## begin

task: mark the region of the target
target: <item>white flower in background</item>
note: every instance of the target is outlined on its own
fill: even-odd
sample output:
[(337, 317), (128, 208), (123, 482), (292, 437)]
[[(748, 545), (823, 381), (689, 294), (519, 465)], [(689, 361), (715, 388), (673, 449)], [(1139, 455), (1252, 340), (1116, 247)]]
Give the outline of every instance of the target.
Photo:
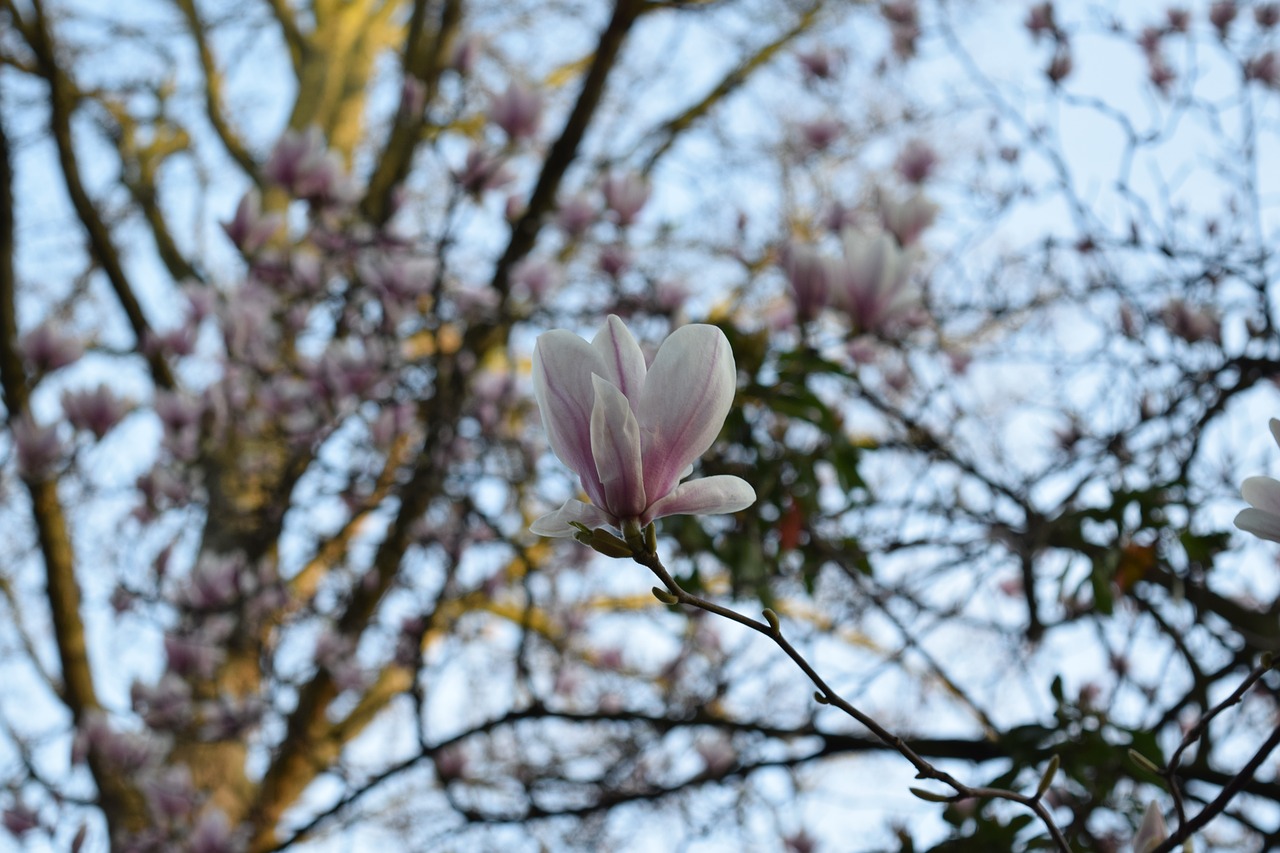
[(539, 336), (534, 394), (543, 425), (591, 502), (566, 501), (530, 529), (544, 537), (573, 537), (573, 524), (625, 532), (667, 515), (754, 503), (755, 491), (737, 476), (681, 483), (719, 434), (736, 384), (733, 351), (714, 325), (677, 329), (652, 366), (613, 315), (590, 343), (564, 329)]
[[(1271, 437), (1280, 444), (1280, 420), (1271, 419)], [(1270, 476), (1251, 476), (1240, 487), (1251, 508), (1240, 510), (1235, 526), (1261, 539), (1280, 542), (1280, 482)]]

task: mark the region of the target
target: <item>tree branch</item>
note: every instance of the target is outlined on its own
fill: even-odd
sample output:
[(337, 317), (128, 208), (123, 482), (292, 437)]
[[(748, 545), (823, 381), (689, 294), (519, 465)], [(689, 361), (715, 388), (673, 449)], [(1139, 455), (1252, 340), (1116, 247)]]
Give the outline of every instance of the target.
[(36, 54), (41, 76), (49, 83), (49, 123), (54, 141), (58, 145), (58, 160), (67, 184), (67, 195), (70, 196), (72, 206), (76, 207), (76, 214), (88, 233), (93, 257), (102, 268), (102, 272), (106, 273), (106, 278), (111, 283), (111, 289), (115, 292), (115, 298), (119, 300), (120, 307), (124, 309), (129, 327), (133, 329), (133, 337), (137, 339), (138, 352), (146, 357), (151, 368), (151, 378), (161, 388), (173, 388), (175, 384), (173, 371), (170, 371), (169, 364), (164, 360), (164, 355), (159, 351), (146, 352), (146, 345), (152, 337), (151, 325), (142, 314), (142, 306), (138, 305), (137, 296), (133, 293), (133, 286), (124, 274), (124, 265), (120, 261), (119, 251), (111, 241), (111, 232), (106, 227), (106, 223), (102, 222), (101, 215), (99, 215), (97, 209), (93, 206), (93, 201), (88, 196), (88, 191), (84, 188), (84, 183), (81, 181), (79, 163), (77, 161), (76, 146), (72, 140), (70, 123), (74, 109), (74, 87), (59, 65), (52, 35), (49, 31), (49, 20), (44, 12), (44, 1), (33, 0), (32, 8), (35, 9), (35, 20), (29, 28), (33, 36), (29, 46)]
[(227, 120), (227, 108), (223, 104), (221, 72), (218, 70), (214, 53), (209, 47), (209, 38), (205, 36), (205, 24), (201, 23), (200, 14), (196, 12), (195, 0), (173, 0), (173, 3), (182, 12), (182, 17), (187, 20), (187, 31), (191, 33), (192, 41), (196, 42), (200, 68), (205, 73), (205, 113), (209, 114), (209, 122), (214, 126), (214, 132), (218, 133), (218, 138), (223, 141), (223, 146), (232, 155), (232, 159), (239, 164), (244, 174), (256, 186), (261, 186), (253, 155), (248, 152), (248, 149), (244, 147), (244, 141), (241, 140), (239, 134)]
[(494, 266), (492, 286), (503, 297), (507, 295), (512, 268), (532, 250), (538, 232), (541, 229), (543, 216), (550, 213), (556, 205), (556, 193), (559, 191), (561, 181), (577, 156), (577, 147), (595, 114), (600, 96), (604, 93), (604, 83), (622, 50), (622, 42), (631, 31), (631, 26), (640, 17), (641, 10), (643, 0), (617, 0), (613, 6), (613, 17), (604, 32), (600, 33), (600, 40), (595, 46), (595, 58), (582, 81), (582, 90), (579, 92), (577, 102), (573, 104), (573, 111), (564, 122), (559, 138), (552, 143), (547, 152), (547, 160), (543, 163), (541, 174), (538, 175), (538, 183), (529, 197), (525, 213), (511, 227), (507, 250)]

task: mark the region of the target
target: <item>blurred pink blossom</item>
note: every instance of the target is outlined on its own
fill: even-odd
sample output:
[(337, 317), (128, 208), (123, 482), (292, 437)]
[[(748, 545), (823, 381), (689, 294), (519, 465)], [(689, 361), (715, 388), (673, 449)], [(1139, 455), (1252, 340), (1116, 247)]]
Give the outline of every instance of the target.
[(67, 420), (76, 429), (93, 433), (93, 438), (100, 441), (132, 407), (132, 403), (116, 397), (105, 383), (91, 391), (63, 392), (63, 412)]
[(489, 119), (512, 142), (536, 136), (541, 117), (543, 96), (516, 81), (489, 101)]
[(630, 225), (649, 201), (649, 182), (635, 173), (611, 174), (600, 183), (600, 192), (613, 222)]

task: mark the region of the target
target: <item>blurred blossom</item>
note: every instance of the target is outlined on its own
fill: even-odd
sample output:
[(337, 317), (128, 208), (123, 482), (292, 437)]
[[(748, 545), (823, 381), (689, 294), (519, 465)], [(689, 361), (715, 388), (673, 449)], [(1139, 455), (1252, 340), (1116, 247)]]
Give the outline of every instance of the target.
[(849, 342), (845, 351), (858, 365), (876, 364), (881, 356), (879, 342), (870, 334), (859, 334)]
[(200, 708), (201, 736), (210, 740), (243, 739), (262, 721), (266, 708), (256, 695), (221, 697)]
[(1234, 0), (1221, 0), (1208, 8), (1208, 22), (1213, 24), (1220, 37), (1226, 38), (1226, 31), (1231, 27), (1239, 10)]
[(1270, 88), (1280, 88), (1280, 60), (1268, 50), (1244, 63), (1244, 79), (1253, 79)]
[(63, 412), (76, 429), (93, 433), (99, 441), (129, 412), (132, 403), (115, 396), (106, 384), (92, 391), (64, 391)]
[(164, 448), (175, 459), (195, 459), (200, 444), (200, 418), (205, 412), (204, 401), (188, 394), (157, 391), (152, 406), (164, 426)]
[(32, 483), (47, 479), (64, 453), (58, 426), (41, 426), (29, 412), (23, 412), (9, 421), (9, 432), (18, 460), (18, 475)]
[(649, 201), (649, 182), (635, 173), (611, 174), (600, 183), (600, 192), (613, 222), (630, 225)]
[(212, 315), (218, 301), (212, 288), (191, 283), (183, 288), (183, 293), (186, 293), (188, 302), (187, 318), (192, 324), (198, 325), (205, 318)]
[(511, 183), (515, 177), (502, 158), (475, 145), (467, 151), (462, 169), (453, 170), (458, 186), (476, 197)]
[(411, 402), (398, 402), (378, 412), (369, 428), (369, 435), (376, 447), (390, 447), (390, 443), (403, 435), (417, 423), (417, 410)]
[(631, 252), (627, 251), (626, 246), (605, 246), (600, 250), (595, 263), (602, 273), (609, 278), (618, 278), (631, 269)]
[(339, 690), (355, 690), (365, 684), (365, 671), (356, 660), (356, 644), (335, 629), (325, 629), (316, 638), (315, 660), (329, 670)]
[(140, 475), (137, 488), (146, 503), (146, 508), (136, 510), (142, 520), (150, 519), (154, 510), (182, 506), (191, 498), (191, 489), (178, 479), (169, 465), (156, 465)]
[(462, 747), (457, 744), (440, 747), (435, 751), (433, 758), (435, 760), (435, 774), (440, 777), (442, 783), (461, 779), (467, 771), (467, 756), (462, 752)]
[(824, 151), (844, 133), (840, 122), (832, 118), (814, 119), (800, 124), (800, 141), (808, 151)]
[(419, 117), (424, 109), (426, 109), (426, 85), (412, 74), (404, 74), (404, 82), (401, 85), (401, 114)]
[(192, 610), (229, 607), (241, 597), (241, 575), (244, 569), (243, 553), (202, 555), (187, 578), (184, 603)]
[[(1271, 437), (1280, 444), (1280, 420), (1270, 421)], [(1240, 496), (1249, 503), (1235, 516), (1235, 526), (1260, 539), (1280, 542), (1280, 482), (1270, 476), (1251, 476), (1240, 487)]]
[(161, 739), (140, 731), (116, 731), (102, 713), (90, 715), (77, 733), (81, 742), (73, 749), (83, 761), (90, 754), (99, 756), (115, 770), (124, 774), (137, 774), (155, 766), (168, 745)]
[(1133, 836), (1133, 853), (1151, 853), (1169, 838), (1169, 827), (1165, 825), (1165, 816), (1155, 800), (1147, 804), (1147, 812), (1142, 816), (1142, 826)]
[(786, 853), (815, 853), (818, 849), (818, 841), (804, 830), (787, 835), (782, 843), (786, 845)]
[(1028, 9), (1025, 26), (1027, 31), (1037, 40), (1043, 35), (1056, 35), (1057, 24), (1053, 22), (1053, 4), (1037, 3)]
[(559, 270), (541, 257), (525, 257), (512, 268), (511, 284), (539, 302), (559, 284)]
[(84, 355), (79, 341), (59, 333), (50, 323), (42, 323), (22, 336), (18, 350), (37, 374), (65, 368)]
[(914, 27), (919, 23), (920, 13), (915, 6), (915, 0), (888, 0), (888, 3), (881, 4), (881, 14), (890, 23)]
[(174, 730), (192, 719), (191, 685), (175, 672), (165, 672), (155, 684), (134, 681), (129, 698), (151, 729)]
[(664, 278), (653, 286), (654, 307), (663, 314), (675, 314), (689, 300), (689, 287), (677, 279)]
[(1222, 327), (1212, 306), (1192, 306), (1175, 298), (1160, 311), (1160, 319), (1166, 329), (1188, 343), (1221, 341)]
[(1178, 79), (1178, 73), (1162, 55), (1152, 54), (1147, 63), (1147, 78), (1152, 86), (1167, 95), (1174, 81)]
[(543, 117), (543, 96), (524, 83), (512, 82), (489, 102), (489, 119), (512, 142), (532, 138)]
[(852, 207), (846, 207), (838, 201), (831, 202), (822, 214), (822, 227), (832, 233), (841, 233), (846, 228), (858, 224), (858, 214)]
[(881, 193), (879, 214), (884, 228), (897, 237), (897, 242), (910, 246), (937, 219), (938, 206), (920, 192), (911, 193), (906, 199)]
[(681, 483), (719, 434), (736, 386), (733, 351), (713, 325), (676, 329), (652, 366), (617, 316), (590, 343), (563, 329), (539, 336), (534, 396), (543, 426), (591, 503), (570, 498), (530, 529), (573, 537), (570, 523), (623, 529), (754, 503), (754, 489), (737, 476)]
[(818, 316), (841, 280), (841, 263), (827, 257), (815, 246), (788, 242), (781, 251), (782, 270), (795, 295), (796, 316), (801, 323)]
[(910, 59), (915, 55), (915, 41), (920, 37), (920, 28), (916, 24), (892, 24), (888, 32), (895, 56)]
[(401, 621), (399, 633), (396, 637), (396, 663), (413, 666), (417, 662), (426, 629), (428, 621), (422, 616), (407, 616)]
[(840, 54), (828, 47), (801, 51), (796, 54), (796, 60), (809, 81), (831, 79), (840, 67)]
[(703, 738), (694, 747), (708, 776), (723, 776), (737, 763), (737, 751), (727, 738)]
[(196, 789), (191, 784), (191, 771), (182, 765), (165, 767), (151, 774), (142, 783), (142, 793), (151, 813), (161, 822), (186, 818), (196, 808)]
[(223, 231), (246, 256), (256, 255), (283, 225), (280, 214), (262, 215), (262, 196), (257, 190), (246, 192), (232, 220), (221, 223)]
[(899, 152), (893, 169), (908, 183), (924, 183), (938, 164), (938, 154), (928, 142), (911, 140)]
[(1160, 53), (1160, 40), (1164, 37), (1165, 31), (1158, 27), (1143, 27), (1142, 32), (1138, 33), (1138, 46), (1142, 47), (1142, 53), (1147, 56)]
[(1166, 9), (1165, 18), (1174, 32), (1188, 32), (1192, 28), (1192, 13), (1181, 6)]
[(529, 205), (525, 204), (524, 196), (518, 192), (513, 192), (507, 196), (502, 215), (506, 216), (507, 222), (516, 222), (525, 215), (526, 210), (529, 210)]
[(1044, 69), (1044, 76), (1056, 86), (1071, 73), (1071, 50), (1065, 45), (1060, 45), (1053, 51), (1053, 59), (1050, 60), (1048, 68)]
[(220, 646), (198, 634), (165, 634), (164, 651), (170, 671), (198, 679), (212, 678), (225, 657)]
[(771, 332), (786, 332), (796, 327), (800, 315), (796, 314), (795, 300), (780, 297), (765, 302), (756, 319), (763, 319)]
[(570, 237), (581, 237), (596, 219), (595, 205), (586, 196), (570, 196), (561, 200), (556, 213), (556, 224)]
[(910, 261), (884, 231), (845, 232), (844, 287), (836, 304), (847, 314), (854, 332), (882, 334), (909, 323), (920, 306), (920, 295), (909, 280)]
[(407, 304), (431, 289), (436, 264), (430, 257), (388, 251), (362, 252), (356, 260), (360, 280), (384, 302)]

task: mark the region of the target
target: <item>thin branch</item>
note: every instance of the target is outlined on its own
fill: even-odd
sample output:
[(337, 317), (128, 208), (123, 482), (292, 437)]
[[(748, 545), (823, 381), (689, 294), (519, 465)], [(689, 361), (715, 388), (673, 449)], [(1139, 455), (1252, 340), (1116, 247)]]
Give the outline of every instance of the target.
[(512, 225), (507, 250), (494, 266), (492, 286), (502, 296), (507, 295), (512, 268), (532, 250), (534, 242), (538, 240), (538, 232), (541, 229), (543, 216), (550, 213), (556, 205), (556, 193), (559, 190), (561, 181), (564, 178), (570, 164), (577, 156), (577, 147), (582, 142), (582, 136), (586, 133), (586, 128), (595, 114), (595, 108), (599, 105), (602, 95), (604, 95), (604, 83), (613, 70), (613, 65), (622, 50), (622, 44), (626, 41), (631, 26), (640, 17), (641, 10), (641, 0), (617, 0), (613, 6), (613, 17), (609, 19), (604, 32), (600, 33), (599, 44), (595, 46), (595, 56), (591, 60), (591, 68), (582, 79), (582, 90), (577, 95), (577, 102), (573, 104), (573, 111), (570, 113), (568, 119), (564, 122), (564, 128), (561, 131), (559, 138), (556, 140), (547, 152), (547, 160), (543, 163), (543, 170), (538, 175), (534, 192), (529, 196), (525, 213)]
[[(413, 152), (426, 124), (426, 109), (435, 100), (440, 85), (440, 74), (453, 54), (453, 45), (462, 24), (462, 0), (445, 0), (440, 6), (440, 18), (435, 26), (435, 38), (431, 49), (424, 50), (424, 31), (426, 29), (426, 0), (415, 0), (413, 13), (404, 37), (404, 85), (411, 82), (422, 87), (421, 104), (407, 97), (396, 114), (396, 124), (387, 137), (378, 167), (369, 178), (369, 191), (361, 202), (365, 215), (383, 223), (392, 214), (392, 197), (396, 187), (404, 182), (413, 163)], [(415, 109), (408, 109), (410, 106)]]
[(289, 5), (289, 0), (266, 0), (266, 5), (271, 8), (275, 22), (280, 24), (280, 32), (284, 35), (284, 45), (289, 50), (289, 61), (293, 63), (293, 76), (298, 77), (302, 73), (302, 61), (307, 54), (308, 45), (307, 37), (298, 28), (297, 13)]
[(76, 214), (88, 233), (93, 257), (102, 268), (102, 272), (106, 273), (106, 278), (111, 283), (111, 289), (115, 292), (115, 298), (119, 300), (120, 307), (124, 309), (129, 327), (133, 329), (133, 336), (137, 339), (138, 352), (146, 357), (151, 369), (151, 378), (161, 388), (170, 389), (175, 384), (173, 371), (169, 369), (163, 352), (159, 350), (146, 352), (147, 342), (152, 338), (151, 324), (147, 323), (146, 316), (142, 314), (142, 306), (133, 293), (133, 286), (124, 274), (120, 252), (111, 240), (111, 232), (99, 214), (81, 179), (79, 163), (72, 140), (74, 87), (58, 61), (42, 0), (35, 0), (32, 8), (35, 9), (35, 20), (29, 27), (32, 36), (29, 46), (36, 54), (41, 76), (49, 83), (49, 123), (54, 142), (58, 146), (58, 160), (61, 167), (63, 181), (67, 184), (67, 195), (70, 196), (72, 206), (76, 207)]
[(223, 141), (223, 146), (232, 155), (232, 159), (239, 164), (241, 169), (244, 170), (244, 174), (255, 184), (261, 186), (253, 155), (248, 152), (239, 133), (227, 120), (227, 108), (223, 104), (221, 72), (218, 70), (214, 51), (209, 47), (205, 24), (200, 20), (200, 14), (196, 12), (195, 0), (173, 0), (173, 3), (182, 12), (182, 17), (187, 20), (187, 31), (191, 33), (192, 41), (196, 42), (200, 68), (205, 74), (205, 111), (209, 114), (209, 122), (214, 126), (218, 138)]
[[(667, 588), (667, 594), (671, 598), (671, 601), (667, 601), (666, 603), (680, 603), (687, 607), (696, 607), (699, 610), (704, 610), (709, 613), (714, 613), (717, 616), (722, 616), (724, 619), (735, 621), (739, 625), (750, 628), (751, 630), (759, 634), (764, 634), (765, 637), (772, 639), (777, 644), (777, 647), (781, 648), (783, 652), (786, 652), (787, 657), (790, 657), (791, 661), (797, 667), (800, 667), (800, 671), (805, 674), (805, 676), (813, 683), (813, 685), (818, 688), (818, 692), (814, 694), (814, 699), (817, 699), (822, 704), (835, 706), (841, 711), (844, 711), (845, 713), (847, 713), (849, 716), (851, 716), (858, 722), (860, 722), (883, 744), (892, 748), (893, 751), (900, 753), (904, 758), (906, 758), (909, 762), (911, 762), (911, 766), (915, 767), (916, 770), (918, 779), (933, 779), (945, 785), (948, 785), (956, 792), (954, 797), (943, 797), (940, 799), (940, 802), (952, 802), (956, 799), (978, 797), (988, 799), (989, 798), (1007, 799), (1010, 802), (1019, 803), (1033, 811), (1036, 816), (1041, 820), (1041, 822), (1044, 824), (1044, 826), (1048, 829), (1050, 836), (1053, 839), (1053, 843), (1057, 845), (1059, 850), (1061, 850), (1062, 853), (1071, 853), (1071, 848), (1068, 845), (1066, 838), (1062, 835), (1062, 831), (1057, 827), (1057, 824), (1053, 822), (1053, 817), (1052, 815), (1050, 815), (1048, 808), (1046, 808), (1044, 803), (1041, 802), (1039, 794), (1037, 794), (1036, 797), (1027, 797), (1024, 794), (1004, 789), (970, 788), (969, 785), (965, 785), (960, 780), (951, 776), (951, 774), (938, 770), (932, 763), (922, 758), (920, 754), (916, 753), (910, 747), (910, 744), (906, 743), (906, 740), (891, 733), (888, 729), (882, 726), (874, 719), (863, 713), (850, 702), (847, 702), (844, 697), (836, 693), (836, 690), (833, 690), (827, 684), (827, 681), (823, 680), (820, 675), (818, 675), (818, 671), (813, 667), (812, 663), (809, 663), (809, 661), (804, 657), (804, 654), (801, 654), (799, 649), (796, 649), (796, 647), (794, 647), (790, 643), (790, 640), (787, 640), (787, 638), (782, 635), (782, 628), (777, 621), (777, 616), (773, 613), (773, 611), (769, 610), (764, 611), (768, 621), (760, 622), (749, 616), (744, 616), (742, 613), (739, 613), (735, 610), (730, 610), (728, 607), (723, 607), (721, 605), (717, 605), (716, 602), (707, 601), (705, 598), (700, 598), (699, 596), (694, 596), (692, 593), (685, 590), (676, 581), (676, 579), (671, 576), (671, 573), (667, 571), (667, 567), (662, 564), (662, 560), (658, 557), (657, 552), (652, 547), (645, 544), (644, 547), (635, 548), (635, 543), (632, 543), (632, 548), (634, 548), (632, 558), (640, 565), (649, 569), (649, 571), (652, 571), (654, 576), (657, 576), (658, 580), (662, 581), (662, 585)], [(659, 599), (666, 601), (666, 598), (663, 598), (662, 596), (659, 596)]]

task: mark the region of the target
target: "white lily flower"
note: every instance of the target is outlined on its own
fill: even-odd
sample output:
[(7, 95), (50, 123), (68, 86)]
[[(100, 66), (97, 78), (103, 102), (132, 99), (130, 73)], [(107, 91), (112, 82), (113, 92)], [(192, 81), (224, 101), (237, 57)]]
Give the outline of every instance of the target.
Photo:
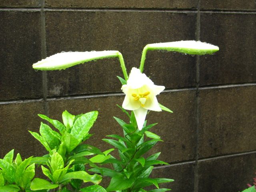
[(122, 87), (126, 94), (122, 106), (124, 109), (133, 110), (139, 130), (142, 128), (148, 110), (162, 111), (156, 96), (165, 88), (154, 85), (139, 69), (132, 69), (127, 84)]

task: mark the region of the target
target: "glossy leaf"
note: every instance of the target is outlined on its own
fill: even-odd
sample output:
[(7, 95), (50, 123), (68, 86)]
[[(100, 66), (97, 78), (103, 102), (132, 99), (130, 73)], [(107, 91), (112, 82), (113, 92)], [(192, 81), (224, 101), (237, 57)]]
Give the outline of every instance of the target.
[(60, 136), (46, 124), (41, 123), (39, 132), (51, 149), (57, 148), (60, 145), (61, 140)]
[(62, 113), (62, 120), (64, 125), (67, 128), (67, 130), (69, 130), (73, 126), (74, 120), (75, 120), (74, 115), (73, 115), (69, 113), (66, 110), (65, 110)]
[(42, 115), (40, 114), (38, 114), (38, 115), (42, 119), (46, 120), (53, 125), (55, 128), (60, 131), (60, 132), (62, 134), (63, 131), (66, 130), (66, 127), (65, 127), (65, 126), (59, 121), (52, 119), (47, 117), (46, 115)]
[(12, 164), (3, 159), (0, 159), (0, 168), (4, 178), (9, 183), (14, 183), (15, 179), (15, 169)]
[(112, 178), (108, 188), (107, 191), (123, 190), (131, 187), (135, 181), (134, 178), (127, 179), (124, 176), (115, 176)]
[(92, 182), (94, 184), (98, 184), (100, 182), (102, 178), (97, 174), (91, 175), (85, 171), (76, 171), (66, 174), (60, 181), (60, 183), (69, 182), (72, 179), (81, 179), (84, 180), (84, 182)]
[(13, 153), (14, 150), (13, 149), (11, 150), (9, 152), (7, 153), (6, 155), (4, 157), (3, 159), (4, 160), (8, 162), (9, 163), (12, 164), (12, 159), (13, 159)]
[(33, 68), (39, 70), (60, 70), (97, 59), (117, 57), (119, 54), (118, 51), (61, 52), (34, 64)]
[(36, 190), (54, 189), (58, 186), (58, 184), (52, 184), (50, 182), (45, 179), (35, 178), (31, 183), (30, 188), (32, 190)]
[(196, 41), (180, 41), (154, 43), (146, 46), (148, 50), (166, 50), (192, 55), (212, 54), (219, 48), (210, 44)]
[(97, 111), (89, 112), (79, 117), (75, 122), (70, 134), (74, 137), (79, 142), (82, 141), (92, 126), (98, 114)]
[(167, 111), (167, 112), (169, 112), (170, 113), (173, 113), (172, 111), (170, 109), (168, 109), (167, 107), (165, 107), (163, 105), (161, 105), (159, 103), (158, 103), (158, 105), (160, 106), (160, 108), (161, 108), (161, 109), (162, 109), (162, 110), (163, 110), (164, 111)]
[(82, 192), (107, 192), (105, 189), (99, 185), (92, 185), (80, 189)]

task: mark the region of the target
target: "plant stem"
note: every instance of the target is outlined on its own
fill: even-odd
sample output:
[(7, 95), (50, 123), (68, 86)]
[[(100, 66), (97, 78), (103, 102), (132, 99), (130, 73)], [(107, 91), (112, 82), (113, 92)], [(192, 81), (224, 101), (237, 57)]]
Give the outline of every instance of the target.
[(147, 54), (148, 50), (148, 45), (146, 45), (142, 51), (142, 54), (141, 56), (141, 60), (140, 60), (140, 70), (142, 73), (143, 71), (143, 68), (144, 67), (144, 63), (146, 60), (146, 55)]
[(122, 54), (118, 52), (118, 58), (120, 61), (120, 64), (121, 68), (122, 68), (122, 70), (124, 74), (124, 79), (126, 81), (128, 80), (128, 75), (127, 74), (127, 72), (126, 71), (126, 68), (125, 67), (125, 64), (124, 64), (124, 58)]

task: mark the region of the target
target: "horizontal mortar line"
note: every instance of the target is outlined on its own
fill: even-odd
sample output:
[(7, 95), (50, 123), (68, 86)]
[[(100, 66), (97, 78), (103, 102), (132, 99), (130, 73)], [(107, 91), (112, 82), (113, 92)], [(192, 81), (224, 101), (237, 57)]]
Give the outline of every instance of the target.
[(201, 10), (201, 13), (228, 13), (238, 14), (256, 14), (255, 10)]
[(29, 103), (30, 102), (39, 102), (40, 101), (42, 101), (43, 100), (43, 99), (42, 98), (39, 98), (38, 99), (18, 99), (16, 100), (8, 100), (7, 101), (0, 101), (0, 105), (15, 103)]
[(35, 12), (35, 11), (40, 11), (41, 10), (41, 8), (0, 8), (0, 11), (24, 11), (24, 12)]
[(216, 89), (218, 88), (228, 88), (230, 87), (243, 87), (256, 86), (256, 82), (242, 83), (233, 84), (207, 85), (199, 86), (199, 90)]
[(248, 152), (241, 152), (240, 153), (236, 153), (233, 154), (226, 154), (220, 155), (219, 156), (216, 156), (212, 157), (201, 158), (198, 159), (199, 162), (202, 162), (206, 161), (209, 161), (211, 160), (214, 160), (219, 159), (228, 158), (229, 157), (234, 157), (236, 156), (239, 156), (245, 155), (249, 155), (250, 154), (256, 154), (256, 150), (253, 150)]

## end

## YOUR OBJECTIVE
Format the items from their first line through the line containing "343), (564, 329)]" as a numbered list, with blank lines skipped and any picture left out.

## FINISHED ANSWER
1. task: mark the region of the target
2. target: <item>white flower in background</item>
3. note: every instance of the target is outlined on its own
4. fill: even-odd
5. sample output:
6. [(337, 317), (128, 208), (123, 482), (292, 437)]
7. [[(748, 545), (823, 381), (689, 294), (519, 465)], [(689, 361), (715, 388), (673, 449)], [(1139, 455), (1252, 340), (1116, 247)]]
8. Give the outline of every instance of the target.
9. Photo:
10. [(539, 336), (534, 394), (543, 425), (591, 502), (566, 501), (530, 529), (544, 537), (573, 537), (573, 524), (625, 532), (667, 515), (754, 503), (755, 491), (737, 476), (681, 483), (719, 434), (736, 384), (733, 351), (714, 325), (677, 329), (652, 366), (613, 315), (590, 343), (564, 329)]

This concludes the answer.